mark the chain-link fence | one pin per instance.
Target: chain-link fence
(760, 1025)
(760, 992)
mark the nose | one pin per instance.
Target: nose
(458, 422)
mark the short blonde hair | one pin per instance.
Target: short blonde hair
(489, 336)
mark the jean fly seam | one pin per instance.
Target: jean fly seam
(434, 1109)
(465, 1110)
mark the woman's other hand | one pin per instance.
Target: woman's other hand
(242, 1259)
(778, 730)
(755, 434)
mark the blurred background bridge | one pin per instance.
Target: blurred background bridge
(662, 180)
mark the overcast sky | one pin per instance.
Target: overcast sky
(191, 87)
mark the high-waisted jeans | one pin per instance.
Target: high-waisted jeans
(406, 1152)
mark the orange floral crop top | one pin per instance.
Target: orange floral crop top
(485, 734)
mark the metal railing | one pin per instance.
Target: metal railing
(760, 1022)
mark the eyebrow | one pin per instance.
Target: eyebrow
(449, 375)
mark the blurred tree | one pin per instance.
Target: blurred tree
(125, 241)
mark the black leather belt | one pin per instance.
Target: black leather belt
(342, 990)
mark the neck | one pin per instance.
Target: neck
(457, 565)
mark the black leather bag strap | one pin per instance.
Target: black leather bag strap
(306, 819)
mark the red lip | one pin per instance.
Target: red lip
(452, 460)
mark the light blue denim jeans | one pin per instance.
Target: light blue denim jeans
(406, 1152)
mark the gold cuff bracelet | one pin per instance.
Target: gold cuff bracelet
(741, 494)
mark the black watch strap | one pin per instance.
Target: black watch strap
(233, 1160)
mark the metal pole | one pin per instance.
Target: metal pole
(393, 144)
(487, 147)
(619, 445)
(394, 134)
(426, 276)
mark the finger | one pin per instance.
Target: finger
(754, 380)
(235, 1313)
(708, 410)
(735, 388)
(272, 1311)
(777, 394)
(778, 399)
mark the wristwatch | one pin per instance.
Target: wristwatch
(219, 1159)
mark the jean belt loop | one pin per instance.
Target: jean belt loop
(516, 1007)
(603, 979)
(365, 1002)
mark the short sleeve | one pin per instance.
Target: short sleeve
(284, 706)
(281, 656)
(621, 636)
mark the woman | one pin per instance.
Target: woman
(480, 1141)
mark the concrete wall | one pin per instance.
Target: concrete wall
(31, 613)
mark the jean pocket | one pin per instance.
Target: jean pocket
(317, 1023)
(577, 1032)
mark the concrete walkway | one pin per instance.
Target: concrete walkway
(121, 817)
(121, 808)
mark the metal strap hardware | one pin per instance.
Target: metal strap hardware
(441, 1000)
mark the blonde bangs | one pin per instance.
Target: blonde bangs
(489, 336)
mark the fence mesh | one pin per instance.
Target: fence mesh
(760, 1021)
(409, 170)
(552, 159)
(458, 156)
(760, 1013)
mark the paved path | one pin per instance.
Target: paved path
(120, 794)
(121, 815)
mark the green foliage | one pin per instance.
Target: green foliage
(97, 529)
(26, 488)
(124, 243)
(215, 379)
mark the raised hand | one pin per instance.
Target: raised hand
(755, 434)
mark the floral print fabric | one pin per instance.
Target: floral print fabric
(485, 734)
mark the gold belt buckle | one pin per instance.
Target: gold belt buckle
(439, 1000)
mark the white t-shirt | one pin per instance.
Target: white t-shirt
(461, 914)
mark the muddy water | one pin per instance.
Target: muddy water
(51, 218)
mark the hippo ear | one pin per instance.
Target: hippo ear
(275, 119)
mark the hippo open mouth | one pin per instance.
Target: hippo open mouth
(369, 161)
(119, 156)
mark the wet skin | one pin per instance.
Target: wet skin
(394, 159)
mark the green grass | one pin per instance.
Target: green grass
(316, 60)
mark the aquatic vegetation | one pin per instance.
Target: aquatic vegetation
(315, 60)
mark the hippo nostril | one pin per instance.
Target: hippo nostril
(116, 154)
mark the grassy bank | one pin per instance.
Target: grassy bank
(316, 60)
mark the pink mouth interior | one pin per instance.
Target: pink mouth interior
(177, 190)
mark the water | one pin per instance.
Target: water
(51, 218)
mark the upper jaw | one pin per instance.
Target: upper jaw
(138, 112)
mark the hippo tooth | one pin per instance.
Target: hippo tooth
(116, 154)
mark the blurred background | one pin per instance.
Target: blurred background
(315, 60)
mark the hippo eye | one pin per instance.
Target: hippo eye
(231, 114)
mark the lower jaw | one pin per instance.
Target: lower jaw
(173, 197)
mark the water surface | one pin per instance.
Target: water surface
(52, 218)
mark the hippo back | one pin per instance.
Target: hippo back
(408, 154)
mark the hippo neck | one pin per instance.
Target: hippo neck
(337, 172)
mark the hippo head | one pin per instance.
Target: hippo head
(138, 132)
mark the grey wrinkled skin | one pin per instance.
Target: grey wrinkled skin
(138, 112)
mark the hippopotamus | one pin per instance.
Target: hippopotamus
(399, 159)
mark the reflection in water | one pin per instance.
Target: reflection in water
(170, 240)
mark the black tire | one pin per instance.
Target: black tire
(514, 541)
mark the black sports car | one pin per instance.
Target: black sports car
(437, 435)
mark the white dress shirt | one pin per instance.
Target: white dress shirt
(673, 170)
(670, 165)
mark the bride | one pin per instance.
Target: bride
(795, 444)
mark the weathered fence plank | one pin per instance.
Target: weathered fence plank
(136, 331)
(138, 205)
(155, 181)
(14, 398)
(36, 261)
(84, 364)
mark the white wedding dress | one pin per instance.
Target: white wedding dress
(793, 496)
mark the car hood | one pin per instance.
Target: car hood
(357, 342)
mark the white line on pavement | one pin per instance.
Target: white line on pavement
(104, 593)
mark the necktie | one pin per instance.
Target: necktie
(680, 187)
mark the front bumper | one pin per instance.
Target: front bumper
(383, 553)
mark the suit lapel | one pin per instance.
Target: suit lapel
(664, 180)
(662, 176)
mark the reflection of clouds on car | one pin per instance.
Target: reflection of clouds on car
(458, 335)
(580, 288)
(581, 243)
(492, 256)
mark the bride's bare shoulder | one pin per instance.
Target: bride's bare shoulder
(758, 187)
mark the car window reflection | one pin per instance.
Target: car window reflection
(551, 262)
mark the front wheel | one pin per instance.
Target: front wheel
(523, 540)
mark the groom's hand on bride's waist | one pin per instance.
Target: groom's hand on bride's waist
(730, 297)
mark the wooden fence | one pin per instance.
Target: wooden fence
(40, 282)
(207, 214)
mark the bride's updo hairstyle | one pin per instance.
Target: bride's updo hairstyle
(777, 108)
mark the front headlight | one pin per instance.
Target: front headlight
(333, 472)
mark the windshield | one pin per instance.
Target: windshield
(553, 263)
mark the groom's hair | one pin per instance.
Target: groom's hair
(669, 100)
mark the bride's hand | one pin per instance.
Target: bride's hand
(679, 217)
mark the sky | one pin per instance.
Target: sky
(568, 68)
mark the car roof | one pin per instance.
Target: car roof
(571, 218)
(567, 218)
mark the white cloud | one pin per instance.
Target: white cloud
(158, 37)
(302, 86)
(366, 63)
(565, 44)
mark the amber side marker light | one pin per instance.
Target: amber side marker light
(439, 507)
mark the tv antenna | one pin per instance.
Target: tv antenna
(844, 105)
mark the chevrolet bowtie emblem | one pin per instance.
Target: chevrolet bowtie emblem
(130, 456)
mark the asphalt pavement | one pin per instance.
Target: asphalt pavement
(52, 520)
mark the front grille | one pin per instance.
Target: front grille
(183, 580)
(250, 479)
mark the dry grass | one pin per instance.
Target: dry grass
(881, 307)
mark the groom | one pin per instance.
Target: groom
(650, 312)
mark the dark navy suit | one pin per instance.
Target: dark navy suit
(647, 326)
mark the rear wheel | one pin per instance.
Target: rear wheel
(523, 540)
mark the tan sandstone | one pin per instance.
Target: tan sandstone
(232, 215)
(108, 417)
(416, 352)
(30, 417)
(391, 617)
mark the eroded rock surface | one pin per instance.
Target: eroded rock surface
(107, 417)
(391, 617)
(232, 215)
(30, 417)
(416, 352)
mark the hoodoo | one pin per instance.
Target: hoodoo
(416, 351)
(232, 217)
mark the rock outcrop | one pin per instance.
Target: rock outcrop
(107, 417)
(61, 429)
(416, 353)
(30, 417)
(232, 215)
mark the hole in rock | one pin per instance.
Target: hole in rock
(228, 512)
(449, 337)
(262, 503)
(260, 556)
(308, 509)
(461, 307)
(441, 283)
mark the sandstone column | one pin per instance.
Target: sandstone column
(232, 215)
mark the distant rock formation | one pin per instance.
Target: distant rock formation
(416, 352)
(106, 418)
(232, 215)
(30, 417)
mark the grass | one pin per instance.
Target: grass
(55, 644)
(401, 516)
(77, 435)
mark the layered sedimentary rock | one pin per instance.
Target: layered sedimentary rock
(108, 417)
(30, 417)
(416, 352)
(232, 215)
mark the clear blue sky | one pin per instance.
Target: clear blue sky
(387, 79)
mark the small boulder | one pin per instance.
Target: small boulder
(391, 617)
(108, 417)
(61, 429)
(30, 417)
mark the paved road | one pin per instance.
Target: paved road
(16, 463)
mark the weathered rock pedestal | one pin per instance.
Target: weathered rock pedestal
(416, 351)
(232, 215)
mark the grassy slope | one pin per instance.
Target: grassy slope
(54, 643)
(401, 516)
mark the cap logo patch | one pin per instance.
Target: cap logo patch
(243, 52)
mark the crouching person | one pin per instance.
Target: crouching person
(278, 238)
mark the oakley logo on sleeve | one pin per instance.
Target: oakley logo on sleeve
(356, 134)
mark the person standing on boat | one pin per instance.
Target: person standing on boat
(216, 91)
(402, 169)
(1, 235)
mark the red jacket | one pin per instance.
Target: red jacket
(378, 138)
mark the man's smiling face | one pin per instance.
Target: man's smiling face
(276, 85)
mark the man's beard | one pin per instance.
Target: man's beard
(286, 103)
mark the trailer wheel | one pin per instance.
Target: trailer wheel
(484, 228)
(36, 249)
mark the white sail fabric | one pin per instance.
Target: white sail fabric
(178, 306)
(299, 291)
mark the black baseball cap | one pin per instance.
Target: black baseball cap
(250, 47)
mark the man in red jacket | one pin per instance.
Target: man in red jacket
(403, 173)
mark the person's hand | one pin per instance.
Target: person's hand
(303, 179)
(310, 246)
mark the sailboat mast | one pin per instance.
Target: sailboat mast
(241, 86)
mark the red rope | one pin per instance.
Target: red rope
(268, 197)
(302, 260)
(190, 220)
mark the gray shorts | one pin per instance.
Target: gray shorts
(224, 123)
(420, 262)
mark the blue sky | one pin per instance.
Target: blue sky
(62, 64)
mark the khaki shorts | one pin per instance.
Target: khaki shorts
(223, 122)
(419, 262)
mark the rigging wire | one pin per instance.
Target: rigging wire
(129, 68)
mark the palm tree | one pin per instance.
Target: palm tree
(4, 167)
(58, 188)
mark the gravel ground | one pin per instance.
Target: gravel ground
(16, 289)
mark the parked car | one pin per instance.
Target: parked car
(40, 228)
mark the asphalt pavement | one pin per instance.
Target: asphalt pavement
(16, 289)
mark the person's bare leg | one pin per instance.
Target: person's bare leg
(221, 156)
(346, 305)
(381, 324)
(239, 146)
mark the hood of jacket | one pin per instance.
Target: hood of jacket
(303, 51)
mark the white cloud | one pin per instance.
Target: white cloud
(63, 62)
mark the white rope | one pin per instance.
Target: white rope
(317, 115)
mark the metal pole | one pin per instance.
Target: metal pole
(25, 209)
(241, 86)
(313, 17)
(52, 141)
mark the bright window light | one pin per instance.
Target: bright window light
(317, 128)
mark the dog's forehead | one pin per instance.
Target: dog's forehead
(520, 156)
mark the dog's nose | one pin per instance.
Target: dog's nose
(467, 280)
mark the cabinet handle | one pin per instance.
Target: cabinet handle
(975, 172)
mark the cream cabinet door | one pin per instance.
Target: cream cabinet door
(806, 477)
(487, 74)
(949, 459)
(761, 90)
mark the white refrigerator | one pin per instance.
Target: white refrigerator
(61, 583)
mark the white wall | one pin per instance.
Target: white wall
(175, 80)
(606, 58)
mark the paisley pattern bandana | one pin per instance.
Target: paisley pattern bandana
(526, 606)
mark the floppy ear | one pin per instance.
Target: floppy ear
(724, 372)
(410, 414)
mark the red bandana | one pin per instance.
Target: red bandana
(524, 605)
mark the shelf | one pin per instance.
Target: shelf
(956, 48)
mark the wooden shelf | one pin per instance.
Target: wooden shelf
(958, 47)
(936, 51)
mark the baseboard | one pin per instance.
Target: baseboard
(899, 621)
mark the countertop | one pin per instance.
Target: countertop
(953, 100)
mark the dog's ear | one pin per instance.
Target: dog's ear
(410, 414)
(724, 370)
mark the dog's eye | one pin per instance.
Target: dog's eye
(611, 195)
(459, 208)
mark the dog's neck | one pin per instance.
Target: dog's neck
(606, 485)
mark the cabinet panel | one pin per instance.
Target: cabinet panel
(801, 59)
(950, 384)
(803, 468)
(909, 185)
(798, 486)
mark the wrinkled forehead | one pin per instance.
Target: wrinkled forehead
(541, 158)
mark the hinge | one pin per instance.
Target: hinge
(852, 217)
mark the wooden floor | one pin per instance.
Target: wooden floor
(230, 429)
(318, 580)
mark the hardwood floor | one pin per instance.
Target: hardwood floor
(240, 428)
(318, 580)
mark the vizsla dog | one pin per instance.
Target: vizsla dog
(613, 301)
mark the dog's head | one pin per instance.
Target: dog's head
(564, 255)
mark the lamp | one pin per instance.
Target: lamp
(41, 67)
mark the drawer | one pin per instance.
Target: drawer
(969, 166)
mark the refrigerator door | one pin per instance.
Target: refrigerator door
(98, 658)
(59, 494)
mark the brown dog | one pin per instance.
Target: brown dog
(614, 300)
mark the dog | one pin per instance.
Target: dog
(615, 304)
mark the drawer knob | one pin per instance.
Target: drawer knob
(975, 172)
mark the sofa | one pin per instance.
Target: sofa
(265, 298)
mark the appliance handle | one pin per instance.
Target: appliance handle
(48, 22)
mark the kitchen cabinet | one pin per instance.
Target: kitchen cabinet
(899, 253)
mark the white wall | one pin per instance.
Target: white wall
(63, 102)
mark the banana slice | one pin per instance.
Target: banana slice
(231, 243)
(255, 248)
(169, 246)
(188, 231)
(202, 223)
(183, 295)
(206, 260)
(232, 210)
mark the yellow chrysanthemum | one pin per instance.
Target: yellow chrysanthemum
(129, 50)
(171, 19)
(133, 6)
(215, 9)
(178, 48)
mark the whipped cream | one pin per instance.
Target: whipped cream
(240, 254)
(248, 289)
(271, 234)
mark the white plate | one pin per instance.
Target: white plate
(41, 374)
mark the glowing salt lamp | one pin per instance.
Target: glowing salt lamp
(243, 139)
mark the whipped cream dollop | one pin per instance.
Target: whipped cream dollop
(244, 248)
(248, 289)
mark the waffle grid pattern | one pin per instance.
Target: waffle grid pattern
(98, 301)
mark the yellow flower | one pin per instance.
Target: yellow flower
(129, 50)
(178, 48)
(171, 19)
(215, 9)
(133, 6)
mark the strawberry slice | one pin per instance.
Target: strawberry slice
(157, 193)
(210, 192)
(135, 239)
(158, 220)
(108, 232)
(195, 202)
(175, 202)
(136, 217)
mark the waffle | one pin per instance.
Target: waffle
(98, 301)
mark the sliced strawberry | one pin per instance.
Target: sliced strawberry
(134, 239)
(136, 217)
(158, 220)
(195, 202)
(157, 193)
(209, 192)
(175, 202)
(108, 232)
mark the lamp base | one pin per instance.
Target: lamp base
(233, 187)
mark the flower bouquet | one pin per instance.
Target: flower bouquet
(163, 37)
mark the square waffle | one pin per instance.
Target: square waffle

----

• _DO THIS_: Reproduce the lines from the one containing "mark the drawer | one pin per instance." to the end of the entries, keeping both ends and adding nothing.

• _CORRECT OUTPUT_:
mark the drawer | one pin per instance.
Target: drawer
(969, 166)
mark the refrigerator door | one pin per instance.
Target: refrigerator door
(98, 658)
(59, 494)
mark the brown dog | one pin per instance.
Target: brown dog
(614, 300)
mark the dog | one pin per instance.
Target: dog
(615, 304)
mark the drawer knob | one pin per instance.
Target: drawer knob
(975, 172)
mark the sofa | one pin per instance.
Target: sofa
(265, 298)
mark the appliance handle | one pin per instance.
Target: appliance handle
(48, 22)
mark the kitchen cabinet | one pin per instance.
Target: kitchen cabinet
(899, 253)
mark the white wall | one pin per instance.
Target: white wall
(63, 102)
mark the banana slice | one pin per instance.
Target: banana slice
(231, 243)
(255, 248)
(169, 246)
(188, 231)
(202, 223)
(183, 295)
(206, 260)
(232, 210)
mark the yellow chrysanthemum | one pin per instance.
Target: yellow chrysanthemum
(129, 50)
(171, 19)
(133, 6)
(215, 9)
(178, 48)
mark the whipped cream | one pin per instance.
Target: whipped cream
(240, 254)
(248, 289)
(271, 234)
mark the white plate | one pin per instance.
Target: white plate
(41, 374)
mark the glowing salt lamp | one pin per instance.
Target: glowing salt lamp
(243, 139)
mark the whipped cream dollop | one pin per instance.
Target: whipped cream dollop
(244, 248)
(248, 289)
mark the waffle grid pattern | one pin per instance.
Target: waffle grid pattern
(98, 301)
mark the yellow flower | one pin per instance.
Target: yellow flower
(129, 50)
(178, 48)
(171, 19)
(215, 9)
(133, 6)
mark the strawberry slice | one pin per instance.
Target: strawberry slice
(157, 193)
(210, 192)
(135, 239)
(158, 220)
(108, 232)
(195, 202)
(175, 202)
(136, 217)
mark the waffle | one pin per instance.
Target: waffle
(98, 301)
mark the sliced strawberry | one pin per instance.
Target: sliced strawberry
(134, 239)
(136, 217)
(158, 220)
(195, 202)
(157, 193)
(209, 192)
(175, 202)
(108, 232)
mark the lamp base | one pin per instance.
Target: lamp base
(233, 187)
mark the flower bouquet | one pin per instance.
Target: flower bouquet
(163, 37)
mark the square waffle | one pin per instance.
Target: square waffle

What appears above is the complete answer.